begin MATERIAL FOR THE TASK

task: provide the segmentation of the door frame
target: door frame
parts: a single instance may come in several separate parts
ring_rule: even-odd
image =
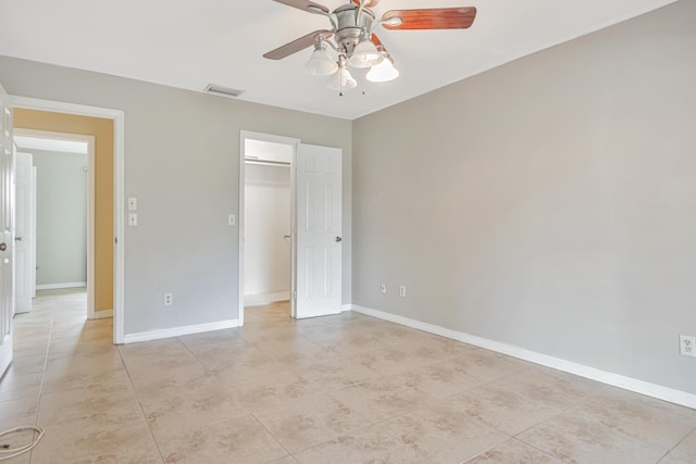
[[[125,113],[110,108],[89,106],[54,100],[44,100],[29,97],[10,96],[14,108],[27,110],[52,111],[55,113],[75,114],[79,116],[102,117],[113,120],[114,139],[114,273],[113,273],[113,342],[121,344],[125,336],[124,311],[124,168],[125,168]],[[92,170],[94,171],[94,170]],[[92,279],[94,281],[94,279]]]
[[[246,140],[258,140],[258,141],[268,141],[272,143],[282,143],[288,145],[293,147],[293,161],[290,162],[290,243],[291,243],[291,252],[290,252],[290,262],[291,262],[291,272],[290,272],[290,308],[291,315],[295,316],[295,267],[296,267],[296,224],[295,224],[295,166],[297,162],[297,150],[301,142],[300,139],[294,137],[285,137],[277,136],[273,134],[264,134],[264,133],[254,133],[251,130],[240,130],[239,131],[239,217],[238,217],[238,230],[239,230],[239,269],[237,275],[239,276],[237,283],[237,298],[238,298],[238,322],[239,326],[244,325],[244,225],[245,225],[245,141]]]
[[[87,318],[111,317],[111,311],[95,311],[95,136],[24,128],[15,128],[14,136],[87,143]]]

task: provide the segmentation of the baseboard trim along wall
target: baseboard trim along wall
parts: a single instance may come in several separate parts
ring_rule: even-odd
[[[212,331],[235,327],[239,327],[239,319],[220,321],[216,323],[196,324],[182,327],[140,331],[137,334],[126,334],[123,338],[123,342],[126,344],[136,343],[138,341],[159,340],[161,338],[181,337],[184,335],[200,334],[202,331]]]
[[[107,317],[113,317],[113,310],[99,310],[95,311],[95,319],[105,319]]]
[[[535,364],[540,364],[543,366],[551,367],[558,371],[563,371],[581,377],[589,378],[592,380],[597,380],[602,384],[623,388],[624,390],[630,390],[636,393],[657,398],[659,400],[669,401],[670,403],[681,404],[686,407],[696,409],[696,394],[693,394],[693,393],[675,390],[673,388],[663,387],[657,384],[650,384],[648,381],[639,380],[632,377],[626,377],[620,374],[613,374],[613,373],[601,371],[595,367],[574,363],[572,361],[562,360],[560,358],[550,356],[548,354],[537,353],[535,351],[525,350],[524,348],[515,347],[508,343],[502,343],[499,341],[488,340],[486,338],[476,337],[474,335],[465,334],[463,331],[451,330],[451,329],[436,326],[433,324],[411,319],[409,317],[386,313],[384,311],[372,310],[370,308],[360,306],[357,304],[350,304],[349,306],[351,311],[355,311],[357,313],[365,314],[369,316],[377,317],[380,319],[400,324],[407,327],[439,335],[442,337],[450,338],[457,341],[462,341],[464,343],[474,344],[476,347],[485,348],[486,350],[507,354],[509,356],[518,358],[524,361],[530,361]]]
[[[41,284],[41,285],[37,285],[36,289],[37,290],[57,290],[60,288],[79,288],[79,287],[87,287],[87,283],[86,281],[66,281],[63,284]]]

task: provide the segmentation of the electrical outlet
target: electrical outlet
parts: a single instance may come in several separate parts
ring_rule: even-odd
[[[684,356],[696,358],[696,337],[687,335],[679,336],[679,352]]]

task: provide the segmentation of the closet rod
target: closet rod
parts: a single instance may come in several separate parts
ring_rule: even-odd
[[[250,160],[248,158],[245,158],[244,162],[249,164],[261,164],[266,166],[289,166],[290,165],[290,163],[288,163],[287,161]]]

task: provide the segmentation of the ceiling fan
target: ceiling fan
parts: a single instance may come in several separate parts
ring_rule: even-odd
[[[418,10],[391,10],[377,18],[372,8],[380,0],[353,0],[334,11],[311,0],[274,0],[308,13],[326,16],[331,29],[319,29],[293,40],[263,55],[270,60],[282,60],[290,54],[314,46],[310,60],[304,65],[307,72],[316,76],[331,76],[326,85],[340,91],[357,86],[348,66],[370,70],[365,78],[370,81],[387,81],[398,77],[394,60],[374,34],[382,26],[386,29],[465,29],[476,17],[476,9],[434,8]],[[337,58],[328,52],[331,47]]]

end MATERIAL FOR THE TASK

§ **STATED GOAL**
Update these lines by swapping "provide the segmentation of" for "draw the outline of" wherever it appears, keeping everything else the same and leaving out the pictures.

§ **FULL ANSWER**
task: draw the outline of the door frame
target: door frame
parts: a single instance may come in several separate parts
ring_rule: even-odd
image =
[[[125,113],[110,108],[89,106],[54,100],[44,100],[29,97],[10,96],[14,108],[27,110],[52,111],[55,113],[75,114],[79,116],[102,117],[113,120],[114,139],[114,273],[113,273],[113,342],[121,344],[125,336],[124,311],[124,168],[125,168]],[[92,170],[94,171],[94,170]],[[92,279],[94,281],[94,279]]]
[[[246,140],[258,140],[258,141],[268,141],[272,143],[282,143],[288,145],[293,147],[293,161],[290,162],[290,243],[291,243],[291,252],[290,252],[290,262],[291,262],[291,272],[290,272],[290,308],[291,315],[295,316],[295,267],[296,267],[296,224],[295,224],[295,166],[297,162],[297,150],[301,142],[300,139],[294,137],[285,137],[277,136],[273,134],[264,134],[264,133],[254,133],[251,130],[240,130],[239,131],[239,217],[238,217],[238,230],[239,230],[239,269],[237,275],[239,276],[237,283],[237,298],[238,298],[238,322],[239,326],[244,325],[244,225],[245,225],[245,141]]]
[[[87,318],[111,317],[111,311],[95,311],[95,136],[24,128],[15,128],[14,136],[87,143]]]

task: draw the outline of the baseboard trim along wall
target: baseboard trim along wall
parts: a single instance may come in several separate parts
ring_rule: even-odd
[[[212,331],[235,327],[239,327],[239,319],[220,321],[216,323],[196,324],[182,327],[140,331],[137,334],[126,334],[123,338],[123,342],[126,344],[136,343],[138,341],[159,340],[161,338],[181,337],[184,335],[200,334],[202,331]]]
[[[107,317],[113,317],[113,310],[99,310],[95,311],[95,319],[105,319]]]
[[[535,364],[540,364],[543,366],[551,367],[558,371],[563,371],[581,377],[589,378],[592,380],[597,380],[602,384],[623,388],[624,390],[630,390],[636,393],[657,398],[659,400],[669,401],[670,403],[681,404],[686,407],[696,409],[696,394],[693,394],[693,393],[675,390],[673,388],[663,387],[657,384],[650,384],[648,381],[639,380],[632,377],[626,377],[620,374],[613,374],[613,373],[601,371],[595,367],[574,363],[572,361],[562,360],[560,358],[550,356],[548,354],[537,353],[535,351],[525,350],[524,348],[515,347],[508,343],[502,343],[499,341],[488,340],[486,338],[476,337],[474,335],[465,334],[463,331],[451,330],[451,329],[436,326],[433,324],[411,319],[409,317],[386,313],[384,311],[372,310],[370,308],[360,306],[357,304],[350,304],[349,306],[351,311],[355,311],[357,313],[365,314],[369,316],[377,317],[380,319],[400,324],[407,327],[439,335],[442,337],[450,338],[457,341],[462,341],[464,343],[474,344],[476,347],[485,348],[486,350],[507,354],[509,356],[518,358],[524,361],[530,361]]]
[[[41,284],[41,285],[37,285],[36,289],[37,290],[57,290],[60,288],[79,288],[79,287],[87,287],[87,283],[86,281],[66,281],[63,284]]]

task: draw the outline of the electrical outlet
target: electrical outlet
parts: a single instance may come in several separate parts
ring_rule: even-odd
[[[684,356],[696,358],[696,337],[687,335],[679,336],[679,352]]]

task: draw the outline of the closet rod
target: closet rod
parts: a single instance may come in several separate parts
ring_rule: even-odd
[[[250,160],[248,158],[245,158],[244,162],[249,164],[261,164],[266,166],[289,166],[290,165],[290,163],[288,163],[287,161]]]

task: draw the outline of the ceiling fan
target: ceiling fan
parts: a single instance may come in several separate parts
ring_rule: even-odd
[[[418,10],[391,10],[377,18],[372,8],[380,0],[353,0],[334,11],[311,0],[274,0],[308,13],[326,16],[331,29],[319,29],[293,40],[263,55],[270,60],[282,60],[290,54],[314,46],[310,60],[304,65],[307,72],[316,76],[331,76],[326,85],[340,91],[357,86],[348,66],[370,70],[365,78],[370,81],[387,81],[398,77],[394,60],[374,34],[382,26],[386,29],[465,29],[476,17],[476,9],[434,8]],[[337,58],[328,52],[331,47]]]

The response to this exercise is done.